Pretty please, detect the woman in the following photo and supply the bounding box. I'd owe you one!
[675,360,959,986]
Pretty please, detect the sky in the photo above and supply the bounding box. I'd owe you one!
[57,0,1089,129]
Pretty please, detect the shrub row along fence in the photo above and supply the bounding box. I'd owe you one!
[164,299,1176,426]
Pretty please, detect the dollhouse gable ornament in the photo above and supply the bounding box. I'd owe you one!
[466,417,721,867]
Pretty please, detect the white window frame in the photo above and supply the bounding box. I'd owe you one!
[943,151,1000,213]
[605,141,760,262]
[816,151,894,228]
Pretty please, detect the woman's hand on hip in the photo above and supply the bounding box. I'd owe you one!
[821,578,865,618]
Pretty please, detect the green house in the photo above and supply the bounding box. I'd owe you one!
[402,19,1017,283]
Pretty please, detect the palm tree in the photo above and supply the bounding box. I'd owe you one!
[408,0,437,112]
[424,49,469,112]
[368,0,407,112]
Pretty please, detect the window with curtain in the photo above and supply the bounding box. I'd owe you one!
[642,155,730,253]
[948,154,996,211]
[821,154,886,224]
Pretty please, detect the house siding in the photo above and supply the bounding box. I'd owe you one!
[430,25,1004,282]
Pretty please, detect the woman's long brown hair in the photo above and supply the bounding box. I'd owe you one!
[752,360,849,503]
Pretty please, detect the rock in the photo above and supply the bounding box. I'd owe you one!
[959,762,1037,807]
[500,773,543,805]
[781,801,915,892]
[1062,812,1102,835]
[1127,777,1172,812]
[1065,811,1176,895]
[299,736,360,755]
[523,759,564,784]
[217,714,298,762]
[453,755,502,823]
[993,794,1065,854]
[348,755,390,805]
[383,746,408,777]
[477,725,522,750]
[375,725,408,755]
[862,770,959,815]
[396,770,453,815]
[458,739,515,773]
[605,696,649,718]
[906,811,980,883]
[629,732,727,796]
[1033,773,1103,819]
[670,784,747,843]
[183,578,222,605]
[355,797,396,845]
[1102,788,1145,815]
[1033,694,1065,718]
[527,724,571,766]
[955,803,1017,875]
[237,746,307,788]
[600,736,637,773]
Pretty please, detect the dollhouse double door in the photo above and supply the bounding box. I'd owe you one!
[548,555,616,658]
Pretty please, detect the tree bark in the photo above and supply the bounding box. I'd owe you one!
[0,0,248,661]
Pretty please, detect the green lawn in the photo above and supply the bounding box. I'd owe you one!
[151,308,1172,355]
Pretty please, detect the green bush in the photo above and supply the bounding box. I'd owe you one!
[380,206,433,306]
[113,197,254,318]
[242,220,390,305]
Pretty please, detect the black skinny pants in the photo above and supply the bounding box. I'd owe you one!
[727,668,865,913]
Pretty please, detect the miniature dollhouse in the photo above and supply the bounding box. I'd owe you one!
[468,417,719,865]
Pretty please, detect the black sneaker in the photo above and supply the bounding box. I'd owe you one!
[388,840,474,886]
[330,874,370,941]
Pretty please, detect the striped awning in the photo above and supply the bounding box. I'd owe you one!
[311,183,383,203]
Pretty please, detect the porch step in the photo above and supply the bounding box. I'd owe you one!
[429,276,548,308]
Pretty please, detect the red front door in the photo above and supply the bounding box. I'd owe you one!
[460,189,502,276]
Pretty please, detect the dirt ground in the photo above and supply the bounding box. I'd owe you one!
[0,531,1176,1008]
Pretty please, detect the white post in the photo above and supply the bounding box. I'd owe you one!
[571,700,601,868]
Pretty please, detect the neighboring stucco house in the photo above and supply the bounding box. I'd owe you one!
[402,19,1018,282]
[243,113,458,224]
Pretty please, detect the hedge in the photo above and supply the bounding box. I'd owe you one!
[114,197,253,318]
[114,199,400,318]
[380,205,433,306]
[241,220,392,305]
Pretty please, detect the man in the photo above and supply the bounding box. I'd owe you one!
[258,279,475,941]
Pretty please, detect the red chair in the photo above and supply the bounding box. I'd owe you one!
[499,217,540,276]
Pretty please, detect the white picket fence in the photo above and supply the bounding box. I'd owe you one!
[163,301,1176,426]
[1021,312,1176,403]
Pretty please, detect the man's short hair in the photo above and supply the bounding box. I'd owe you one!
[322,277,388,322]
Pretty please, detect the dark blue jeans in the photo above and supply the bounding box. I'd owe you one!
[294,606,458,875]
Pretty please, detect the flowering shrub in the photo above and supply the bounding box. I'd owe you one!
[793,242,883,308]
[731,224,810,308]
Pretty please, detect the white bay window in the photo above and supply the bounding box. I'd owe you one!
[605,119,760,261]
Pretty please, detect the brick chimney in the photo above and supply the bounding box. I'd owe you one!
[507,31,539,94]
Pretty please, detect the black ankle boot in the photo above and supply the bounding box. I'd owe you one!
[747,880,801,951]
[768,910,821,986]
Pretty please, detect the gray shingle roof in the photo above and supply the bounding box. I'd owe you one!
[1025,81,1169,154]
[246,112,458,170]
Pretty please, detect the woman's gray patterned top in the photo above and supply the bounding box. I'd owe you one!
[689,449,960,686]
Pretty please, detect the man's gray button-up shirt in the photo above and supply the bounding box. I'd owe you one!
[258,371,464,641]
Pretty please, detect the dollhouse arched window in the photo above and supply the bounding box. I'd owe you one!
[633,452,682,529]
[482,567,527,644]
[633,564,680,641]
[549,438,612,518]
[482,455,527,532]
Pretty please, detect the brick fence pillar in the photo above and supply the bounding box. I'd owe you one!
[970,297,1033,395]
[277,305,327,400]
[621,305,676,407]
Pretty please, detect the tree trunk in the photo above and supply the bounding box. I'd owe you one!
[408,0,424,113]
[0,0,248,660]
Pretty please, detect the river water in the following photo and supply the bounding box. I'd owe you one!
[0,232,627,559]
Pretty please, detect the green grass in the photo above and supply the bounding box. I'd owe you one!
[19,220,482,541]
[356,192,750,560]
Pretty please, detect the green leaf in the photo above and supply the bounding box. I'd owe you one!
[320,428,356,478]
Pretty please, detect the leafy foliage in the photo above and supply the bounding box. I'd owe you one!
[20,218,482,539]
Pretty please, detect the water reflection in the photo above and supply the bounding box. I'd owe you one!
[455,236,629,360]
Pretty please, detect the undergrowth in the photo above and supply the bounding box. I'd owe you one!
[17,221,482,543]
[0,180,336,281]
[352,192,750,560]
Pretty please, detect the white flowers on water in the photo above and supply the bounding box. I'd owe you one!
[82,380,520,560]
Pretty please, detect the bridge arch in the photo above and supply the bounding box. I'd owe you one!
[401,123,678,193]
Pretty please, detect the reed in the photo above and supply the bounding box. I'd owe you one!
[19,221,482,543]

§ What you should do
Copy all of the records above word for word, from the first one through the last.

§ In response
Pretty please, detect the woman in the following photo and supply the bounding box. I'd owe you one!
[675,360,959,986]
Pretty please, detect the sky in the photo above and supply the bounding box. I'd owe you one!
[57,0,1089,129]
Pretty please, detect the shrub row along fence in the photo above and supply the bounding box. I'd owe you one!
[164,299,1176,426]
Pretty please, detect the dollhouse gable ornament in the photo above and supply the bounding box. I'd owe you one!
[466,417,721,867]
Pretty please, detect the white window frame in the photo above and supply the bounding box. I'd owe you one!
[943,151,1000,213]
[605,141,760,262]
[816,151,894,228]
Pretty please, detect the woman's hand on hip in the photo above and supply the bounding box. I'd owe you one!
[821,578,865,618]
Pretty please, detect the green house in the photo above and supply the bounding box. I'd owe you one!
[402,19,1017,283]
Pretty please, detect the palm tree in the photo above and supply the bounding box. I'd owe you one!
[408,0,437,112]
[424,49,469,112]
[368,0,407,112]
Pretty please, detect the window with curtain in the photo above and supply the bounding box. I'd owe you one!
[642,155,730,253]
[948,154,996,211]
[821,154,886,224]
Pretty please, detect the house siding in the photo above and supply the bounding box. I'd owe you one!
[430,25,1004,282]
Pretty please, detect the woman's long brown hair in the photo above and supply the bounding box. I'd owe you one!
[752,360,849,503]
Pretty please, detect the rock in the photo above and supply the bounding box. I'd owe you one!
[959,762,1037,807]
[500,773,543,805]
[781,801,915,892]
[1062,812,1102,835]
[1127,777,1172,812]
[1065,811,1176,895]
[299,736,360,755]
[523,759,564,784]
[217,714,298,762]
[453,755,502,823]
[993,794,1065,854]
[348,755,390,805]
[383,746,408,777]
[477,725,522,750]
[375,725,408,755]
[862,770,959,815]
[396,770,453,815]
[458,739,515,773]
[605,696,649,718]
[906,811,980,883]
[629,732,727,796]
[1033,773,1103,819]
[670,784,747,843]
[183,578,222,605]
[355,797,396,845]
[1102,788,1145,815]
[1033,694,1065,718]
[527,724,571,766]
[955,803,1017,875]
[237,746,307,788]
[600,736,637,773]
Pretty please, detect the dollhouse double door in the photo above and supply the bounding box. I'd owe you one!
[548,555,616,658]
Pretty please, detect the tree bark in the photo above and supply the bounding box. I'd owe you one!
[0,0,248,661]
Pretty please, detect the green lawn in the photo above and supply the bounding box. I'd owe you one!
[151,308,1172,355]
Pretty please, detect the green bush in the photo above and supply the bounding box. I'd owe you one!
[380,206,433,306]
[113,197,254,318]
[242,220,390,305]
Pretty please, detect the black skinny pants in the photo above and supply the bounding box. I'd owe you one!
[727,668,865,913]
Pretty please, detect the miniature dollhouse in the photo above and supply the bounding box. I'd owe you one!
[468,417,719,865]
Pretty please, detect the black sneaker in the photo above and supply the bounding box. I'd owe you one!
[388,840,474,886]
[330,874,370,941]
Pretty please, detect the striped awning in the photo above and supply the bounding box. I'd owe you one!
[311,183,383,203]
Pretty please, detect the porch step in the photo above and supply the bounding box. I'd owe you one!
[429,276,548,308]
Pretty please, detect the red front door in the photo above and supply the bounding box. I'd owe you one!
[460,189,502,276]
Pretty please, detect the dirt ground in the photo above and supply the bounding box. I'd owe you one!
[0,531,1176,1008]
Pretty please, detect the white post in the photo above and supply the bounding box. I'd owe you one!
[571,700,601,868]
Pretty please, detect the neighboring stucco house in the photo above and supply the bounding box. I'd owe you one!
[402,19,1018,282]
[243,113,458,224]
Pretty please, detect the hedge in the photo above and supply the bounding box. I'd owe you one!
[114,197,253,318]
[114,199,400,318]
[380,205,433,306]
[241,220,392,305]
Pretty please, detect the man in the photo above and supply the bounding box. I'd owe you one!
[258,279,475,941]
Pretty please, detect the red chair in the photo above and supply the bounding box. I'd owe you one!
[499,217,540,276]
Pretty please, detect the white picket fence in the photo above and supply the bounding box. I'd owe you one!
[163,301,1176,426]
[1021,312,1176,403]
Pretty please, detect the man's short hair in the photo above and supply the bounding box. I'd owe you one!
[322,277,388,322]
Pretty please, detect the dark blue jeans in the photo above and supply the bounding box. I'd owe you one!
[294,606,458,875]
Pretty please, detect the flowering shrub in the photo above and supply the bounding box. I'd owe you one!
[793,242,883,308]
[731,224,810,308]
Pretty please, detect the white bay window in the photo above and supply the bounding box. I'd owe you one!
[605,119,760,261]
Pretty please, detect the brick chimney in the photo above and supply the bounding box. I'd owe you one!
[507,31,539,94]
Pretty please, detect the black ankle boot in the photo above and supply the bounding box. I'd owe you one!
[747,880,801,951]
[768,910,821,986]
Pretty please, detect the gray shingle roof in the photo above and supply the bounding box. I'd owe you one!
[1025,81,1169,154]
[246,112,458,170]
Pretty please, detect the woman's gray patterned top in the photo above and supply the bounding box. I'd owe you one!
[689,449,960,686]
Pretty please, detect the man's gray button-up shirt in the photo above and supply the bounding box. I'd owe you one!
[258,371,464,641]
Pretty please, detect the dollhouse arched window in the photo above and supply the bounding box. I'd owe you one!
[633,452,682,529]
[482,567,527,644]
[633,564,680,641]
[549,438,612,518]
[482,455,527,532]
Pretty please, detect the brick fence pillar in the photo above and supply the bounding box. I'd owe you one!
[970,297,1033,395]
[277,305,327,400]
[621,305,676,407]
Pretty please, detect the tree trunk in the photo above and supply the bounding box. I'd owe you one!
[408,0,424,113]
[0,0,248,660]
Pretty please, detect the river water in the following photo and supply the bounding box. I'd owe you one!
[0,232,627,559]
Pretty please, detect the green grass in the photo above and supply the bounding box. I'd owe you one!
[19,220,482,541]
[356,192,750,560]
Pretty please, detect the green leaf in the photo above and supply the bounding box. I'd owe you one!
[320,428,356,478]
Pretty please, detect the leafy foliage in the photo above and supply the bounding box. I'd owe you one!
[20,218,482,539]
Pretty please, detect the water reflection in the photo above and supply the bounding box. I'd owe you one!
[455,236,629,360]
Pretty please, detect the undergrowth in the photo above and supply the bounding box. I'd owe you one!
[17,221,482,543]
[0,180,336,281]
[352,192,750,560]
Pretty please, detect the white flowers on water in the photo above and supply the bounding box. I'd owe you one!
[82,380,520,560]
Pretty please, detect the bridge arch in the photo above and supply the bounding box. I'd owe you one!
[401,123,678,193]
Pretty please, detect the reed in the photo above and supply the bounding box. I'd owe you one!
[19,221,482,543]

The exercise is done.